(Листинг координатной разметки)
+ + + + + + +
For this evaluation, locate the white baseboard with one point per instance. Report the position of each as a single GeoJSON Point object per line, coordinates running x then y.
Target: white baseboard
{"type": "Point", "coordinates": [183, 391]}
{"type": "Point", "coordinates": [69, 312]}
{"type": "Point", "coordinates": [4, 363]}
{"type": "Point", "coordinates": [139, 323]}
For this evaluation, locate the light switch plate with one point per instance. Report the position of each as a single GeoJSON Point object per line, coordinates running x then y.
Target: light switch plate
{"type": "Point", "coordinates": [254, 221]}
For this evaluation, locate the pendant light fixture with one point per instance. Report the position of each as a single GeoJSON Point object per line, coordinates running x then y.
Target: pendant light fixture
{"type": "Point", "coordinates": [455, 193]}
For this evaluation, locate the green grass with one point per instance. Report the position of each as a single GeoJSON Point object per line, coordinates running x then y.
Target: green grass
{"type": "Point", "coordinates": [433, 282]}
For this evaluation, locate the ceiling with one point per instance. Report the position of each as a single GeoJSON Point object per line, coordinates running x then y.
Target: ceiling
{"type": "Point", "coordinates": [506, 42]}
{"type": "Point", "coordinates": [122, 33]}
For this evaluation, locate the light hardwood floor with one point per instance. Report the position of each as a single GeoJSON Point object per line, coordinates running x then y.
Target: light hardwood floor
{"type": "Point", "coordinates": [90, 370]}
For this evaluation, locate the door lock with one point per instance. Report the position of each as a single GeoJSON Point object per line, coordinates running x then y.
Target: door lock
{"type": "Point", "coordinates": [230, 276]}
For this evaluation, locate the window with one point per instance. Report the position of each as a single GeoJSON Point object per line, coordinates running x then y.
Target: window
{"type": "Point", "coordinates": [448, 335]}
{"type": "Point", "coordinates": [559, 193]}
+ + + + + + +
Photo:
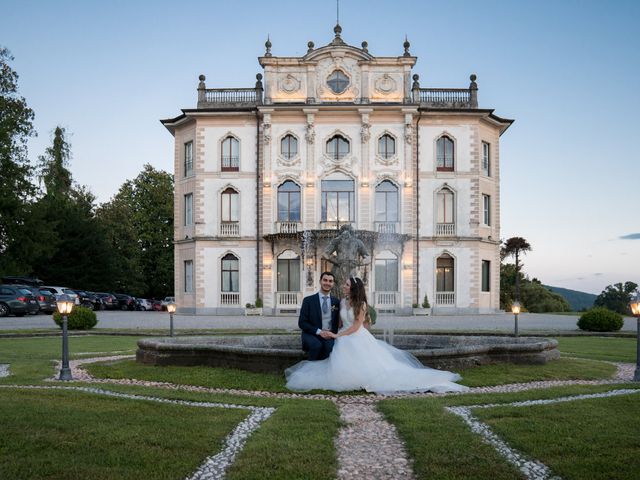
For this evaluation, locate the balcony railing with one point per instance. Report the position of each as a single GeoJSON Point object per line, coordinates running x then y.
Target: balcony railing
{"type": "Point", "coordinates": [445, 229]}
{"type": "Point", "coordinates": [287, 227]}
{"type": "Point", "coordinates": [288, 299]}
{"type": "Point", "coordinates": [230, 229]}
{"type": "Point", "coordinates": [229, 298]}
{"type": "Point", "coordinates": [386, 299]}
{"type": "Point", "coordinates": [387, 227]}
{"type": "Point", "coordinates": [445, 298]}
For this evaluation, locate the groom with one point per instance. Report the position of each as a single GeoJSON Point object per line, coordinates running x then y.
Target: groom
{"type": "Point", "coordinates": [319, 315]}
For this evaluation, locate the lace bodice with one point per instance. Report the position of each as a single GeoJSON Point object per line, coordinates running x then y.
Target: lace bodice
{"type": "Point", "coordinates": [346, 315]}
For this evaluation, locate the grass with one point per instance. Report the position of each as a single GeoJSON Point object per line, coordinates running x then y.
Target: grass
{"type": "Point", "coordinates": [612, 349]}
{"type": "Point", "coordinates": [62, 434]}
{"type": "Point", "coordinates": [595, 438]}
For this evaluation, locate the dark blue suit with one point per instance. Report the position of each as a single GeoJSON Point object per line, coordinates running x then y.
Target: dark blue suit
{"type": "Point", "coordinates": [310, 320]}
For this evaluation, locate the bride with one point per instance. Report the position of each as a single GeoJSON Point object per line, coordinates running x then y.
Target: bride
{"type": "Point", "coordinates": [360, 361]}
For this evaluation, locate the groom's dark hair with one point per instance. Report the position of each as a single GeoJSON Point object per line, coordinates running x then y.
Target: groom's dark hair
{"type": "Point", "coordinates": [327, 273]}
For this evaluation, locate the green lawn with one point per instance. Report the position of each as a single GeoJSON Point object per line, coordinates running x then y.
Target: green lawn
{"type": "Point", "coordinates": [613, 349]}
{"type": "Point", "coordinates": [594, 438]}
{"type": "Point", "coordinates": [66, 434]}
+ + + + + + +
— ОПИСАНИЕ ЗАДАНИЯ —
Выведите из листинга выше все строки, где встречается слово «railing».

— ОТВЕТ НА ЗАДАНИЕ —
For this evaluation, locate the balcony railing with one point per instance. Report the position of each as a single GeoJSON Point object per line, coordinates running x then y.
Target: balcony railing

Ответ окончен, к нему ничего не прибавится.